Given task: According to the travel post about Cusco, how high above sea level is the city?

Document:
Showing posts with label Architecture. Show all posts
Showing posts with label Architecture. Show all posts

Friday, July 25, 2014

Days 370-372: Cusco

The flight between Lima and Cusco was short but interesting.  It's just over an hour long, so you never really reach a high altitude as you fly into the Andes.  When you're coming in to land you're flying below the tops of many of the surrounding mountains.

We got a bus to hotel we were staying out and dropped things off and going out to explore a little.  Cusco is culturally very important as it was the capital of the Inca Empire, but its also a convenient place for hikers to acclimate to the elevation before moving on to more strenuous things.  It's around 3400m (11,150 ft) above sea level and considerably cooler than Lima.




The tourist influence is pretty evident in Cusco as the central plaza (Plaza de Armas) accommodates a KFC and a McDonalds, and the central area is full of little touristy shops selling Peruvian souvenirs and hiking equipment.  Despite these the city still has a very old-world feel and remnants of both Inca and Spanish periods are everywhere. We were there over Easter, which they celebrated in part by marching crosses and a Jesus replica from church to church around town.








Near the city center are the old Inca walls, including the strangely famous 12-sided stone.  Like the pyramids in Egypt the stonework is impressive for the tight precision of each stone fitting into the next, and without the aid of modern machinery to carve them.  The 12-sided stone is just the most noted because it shows off how each stone is so perfectly set.





A few other buildings of note are the Convent of St. Dominic which doubles as the Cusco Museum and the Church of la Compañía de Jesus which houses some colonial art.

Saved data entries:
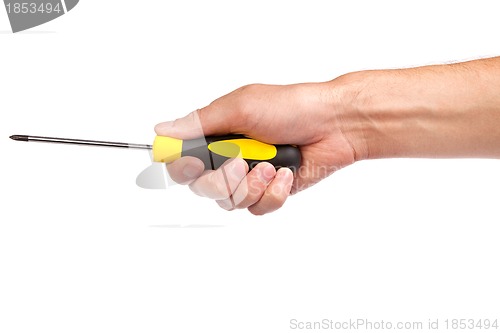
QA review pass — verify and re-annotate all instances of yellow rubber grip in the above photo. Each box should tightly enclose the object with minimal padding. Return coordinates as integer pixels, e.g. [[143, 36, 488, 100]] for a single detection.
[[153, 136, 182, 163]]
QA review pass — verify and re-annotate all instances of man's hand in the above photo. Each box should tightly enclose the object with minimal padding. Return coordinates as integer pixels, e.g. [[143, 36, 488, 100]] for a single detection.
[[155, 82, 356, 215]]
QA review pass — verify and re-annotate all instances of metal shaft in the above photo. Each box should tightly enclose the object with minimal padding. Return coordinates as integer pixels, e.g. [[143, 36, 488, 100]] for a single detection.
[[10, 135, 153, 150]]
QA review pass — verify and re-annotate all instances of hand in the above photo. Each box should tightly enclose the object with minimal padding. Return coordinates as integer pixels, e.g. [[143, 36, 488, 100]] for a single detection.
[[155, 82, 356, 215]]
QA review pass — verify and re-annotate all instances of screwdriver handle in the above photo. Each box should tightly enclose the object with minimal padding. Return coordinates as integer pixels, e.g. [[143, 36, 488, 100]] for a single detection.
[[153, 135, 301, 172]]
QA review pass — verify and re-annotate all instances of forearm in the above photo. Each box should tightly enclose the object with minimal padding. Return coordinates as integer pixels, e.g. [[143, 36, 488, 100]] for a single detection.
[[331, 57, 500, 160]]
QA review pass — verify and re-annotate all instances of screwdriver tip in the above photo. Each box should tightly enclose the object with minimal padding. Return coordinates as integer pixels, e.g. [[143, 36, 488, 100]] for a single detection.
[[10, 135, 28, 141]]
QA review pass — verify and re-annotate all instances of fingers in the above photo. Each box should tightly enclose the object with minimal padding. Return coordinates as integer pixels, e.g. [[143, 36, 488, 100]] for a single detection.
[[217, 162, 276, 210], [217, 163, 293, 215], [248, 168, 293, 215], [167, 156, 205, 185], [189, 158, 248, 200], [155, 88, 246, 140], [167, 156, 293, 215]]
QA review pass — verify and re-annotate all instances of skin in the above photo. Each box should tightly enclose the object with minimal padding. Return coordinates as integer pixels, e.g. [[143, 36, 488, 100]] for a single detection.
[[155, 57, 500, 215]]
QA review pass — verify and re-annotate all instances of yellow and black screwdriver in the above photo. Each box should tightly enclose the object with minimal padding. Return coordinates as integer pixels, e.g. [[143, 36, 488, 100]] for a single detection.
[[10, 134, 301, 172]]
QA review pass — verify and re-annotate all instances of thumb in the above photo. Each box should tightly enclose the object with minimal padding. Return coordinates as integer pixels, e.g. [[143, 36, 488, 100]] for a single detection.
[[155, 103, 243, 140]]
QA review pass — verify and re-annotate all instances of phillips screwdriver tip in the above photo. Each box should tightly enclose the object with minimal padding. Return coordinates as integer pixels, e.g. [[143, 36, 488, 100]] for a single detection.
[[10, 135, 28, 141]]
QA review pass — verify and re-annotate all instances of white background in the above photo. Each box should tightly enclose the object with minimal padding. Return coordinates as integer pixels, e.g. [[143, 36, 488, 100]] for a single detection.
[[0, 0, 500, 333]]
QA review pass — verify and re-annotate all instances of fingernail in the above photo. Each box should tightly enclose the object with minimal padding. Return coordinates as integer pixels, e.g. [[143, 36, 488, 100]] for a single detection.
[[182, 164, 203, 178], [229, 159, 247, 179], [276, 168, 293, 193], [155, 121, 174, 133], [256, 163, 276, 185], [217, 199, 234, 210]]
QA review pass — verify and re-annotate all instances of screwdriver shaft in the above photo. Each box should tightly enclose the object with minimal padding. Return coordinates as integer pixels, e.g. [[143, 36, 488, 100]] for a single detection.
[[10, 135, 153, 150]]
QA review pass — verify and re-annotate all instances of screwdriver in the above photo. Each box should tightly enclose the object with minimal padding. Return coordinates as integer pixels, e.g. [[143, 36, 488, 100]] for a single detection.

Exercise solution: Around 3400m (11,150 ft).